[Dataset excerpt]
------------------------------------
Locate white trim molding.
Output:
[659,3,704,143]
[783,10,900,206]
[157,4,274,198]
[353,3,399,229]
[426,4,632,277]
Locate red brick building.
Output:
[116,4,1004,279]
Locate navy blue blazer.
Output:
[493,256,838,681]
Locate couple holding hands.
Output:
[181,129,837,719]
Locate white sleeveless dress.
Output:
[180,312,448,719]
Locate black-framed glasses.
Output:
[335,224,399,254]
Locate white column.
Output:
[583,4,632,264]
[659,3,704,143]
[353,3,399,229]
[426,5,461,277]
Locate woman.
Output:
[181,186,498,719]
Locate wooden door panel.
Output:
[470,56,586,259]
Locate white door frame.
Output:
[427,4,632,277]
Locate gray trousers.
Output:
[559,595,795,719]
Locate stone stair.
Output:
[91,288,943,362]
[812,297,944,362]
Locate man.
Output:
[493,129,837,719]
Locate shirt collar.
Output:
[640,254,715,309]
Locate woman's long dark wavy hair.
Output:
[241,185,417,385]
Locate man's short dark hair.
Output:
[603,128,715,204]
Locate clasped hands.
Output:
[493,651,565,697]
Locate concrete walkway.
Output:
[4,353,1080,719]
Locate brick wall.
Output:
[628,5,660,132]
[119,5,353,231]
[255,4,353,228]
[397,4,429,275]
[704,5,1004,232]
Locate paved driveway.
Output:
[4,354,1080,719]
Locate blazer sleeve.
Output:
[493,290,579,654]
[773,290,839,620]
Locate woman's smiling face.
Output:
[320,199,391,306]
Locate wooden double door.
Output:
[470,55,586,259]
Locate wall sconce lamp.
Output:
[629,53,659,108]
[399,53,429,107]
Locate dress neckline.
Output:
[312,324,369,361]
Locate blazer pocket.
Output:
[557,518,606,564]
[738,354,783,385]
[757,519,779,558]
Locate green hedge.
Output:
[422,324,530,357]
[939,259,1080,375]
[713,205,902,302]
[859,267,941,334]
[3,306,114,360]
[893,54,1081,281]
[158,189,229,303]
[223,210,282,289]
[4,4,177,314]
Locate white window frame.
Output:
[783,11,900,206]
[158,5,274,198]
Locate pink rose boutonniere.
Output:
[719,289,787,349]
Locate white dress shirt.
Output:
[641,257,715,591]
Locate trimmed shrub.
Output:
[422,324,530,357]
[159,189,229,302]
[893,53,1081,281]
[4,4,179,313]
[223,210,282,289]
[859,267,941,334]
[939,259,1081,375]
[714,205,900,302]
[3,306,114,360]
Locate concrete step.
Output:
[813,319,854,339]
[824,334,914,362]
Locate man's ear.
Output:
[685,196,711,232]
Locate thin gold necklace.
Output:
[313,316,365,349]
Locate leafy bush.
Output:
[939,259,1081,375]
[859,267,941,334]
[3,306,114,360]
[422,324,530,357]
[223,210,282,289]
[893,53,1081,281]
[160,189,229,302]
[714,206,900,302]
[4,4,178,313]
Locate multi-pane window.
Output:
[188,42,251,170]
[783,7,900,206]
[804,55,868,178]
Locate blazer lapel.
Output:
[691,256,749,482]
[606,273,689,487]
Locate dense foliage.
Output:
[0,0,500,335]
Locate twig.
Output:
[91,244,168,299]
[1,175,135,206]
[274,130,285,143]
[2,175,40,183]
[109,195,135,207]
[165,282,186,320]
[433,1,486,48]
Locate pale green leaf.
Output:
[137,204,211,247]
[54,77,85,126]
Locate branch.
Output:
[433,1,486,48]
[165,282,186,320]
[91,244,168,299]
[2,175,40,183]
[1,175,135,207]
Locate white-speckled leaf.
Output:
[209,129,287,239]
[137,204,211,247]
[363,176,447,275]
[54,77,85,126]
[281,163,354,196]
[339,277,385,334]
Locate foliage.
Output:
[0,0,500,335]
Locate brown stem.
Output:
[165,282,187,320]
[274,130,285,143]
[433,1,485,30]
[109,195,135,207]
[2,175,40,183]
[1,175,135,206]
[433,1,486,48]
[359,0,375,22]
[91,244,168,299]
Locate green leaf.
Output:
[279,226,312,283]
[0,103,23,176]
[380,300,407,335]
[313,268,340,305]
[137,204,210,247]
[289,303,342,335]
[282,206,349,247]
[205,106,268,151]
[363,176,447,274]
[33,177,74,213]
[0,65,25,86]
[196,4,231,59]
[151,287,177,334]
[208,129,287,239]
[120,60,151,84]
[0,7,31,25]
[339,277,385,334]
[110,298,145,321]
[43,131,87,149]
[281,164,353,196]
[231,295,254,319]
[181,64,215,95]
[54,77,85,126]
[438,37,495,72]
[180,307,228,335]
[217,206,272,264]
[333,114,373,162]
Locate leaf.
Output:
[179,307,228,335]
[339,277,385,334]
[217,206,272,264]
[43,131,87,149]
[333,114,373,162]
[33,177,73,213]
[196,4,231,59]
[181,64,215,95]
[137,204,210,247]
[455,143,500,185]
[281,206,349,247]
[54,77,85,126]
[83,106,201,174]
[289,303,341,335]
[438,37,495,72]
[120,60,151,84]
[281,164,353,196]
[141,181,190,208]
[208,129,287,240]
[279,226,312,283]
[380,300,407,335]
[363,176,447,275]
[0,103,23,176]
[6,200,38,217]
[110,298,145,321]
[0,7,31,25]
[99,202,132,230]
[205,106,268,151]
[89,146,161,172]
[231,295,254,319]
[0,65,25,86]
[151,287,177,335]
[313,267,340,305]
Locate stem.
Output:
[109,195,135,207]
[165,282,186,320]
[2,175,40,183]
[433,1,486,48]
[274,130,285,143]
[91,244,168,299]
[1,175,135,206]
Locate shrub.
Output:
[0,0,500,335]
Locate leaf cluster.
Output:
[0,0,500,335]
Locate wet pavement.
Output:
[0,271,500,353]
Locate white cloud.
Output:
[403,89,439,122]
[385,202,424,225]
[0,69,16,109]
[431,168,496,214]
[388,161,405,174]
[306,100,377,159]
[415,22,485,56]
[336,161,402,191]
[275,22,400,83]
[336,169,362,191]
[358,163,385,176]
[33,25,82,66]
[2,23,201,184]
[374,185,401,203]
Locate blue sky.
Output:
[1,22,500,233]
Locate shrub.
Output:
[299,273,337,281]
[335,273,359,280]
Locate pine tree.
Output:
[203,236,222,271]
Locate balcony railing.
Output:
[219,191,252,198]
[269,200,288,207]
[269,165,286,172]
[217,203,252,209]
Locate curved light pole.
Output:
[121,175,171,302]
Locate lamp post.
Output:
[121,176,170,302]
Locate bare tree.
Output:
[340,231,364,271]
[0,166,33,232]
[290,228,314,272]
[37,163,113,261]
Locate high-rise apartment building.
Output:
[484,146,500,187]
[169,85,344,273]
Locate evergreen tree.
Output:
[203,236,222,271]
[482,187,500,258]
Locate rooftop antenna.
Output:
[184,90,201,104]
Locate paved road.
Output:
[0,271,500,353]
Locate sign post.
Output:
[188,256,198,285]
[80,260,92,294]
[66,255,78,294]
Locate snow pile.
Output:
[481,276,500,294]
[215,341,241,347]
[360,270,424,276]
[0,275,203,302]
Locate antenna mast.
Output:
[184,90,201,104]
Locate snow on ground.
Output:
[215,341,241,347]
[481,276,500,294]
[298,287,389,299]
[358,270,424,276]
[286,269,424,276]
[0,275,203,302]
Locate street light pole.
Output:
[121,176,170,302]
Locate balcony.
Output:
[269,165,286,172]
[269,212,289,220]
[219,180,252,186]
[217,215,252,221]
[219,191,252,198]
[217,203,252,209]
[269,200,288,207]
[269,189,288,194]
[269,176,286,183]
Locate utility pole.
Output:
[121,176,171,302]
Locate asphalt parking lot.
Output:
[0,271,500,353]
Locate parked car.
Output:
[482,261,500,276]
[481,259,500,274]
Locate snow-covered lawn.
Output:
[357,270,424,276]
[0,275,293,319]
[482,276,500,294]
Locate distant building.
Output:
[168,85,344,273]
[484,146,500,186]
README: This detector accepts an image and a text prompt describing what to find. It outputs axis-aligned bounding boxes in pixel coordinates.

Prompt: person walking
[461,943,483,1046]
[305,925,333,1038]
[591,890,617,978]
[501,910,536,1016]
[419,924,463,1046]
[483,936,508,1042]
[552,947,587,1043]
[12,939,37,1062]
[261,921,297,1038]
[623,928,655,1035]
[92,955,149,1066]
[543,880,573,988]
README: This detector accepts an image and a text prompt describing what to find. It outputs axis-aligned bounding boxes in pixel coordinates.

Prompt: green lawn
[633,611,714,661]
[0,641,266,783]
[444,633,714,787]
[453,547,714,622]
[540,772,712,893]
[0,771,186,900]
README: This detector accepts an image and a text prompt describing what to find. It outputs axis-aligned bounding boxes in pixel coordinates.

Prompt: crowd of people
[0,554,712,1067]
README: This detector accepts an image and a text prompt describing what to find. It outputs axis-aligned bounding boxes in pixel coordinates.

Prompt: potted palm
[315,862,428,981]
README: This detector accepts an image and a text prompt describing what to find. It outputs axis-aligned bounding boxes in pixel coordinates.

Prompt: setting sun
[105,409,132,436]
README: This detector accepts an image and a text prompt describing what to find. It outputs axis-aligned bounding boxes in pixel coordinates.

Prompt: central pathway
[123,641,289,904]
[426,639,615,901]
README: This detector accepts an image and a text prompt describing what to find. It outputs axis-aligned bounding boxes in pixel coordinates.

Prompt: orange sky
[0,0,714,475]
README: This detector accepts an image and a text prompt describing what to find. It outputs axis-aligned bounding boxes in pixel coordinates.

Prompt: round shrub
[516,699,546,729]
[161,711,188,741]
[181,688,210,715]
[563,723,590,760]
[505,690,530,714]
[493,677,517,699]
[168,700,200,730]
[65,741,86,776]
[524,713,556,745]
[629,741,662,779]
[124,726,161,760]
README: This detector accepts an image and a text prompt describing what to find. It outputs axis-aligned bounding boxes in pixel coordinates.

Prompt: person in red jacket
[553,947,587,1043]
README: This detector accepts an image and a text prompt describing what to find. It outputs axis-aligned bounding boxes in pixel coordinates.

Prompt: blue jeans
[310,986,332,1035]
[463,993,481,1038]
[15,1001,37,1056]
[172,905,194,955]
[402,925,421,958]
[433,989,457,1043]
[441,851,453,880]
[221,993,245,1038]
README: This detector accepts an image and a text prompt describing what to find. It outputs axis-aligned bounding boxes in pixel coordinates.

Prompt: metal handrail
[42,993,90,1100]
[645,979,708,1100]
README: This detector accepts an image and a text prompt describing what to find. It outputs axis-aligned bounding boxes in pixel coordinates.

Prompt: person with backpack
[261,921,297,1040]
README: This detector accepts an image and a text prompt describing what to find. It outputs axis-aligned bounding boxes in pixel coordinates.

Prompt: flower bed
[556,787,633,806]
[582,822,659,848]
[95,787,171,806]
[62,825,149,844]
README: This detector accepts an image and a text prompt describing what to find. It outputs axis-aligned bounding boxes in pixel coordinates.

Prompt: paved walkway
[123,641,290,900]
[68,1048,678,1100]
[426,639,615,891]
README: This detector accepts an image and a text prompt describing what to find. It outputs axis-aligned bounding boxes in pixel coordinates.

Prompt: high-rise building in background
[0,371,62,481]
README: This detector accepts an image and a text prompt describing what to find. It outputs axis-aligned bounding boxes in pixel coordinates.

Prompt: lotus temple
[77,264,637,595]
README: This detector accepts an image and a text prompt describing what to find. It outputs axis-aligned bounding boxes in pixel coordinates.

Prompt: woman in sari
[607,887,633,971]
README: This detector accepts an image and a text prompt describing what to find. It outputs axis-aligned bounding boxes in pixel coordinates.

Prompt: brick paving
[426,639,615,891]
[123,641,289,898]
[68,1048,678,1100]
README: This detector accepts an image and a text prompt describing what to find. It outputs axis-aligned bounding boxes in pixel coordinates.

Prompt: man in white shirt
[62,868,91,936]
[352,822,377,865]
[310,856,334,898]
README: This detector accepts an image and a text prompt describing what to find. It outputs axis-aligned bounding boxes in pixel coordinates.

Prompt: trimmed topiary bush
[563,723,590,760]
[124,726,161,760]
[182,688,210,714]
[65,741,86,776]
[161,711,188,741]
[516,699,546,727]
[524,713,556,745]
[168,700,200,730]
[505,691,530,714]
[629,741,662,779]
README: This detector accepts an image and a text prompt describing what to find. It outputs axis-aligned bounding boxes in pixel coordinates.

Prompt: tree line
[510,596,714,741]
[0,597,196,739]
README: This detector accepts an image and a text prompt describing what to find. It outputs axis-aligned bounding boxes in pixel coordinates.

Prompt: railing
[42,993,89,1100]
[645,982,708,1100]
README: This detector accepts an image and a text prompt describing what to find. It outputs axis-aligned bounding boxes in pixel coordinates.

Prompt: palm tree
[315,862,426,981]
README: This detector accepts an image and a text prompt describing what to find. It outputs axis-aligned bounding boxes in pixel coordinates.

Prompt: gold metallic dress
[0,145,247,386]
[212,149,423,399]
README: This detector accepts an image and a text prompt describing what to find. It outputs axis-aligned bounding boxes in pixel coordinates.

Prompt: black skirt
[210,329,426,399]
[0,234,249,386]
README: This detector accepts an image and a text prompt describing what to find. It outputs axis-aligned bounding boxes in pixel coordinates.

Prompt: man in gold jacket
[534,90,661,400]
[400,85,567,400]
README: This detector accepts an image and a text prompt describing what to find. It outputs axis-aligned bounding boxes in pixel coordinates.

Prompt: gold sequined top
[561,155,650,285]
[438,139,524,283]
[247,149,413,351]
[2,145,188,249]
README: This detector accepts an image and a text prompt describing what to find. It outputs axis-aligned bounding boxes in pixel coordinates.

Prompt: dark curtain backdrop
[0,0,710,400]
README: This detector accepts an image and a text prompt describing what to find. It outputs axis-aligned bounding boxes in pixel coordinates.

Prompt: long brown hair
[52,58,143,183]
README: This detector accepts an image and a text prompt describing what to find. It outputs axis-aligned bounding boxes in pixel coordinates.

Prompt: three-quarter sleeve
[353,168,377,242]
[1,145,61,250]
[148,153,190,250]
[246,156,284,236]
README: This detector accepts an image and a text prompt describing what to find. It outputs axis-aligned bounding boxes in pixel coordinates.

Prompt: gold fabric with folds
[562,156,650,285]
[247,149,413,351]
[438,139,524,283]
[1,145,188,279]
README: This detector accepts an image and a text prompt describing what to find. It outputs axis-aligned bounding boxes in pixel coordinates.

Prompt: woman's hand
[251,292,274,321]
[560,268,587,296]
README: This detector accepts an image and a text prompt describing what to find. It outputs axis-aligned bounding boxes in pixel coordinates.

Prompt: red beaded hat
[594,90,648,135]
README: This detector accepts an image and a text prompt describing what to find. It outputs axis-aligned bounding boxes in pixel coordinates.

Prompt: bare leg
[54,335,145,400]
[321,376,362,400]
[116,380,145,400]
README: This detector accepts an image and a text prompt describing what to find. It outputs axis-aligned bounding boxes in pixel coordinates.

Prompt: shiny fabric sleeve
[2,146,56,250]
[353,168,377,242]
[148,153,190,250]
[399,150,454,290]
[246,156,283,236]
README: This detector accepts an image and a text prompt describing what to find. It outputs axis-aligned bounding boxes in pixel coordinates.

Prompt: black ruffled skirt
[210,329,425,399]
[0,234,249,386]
------------------------------------
#### WHAT YOU SHOULD DO:
Tally the lines of the data above that contain the string "wooden", treating uppercase and lowercase as different. Give only the number.

#### RESULT BELOW:
2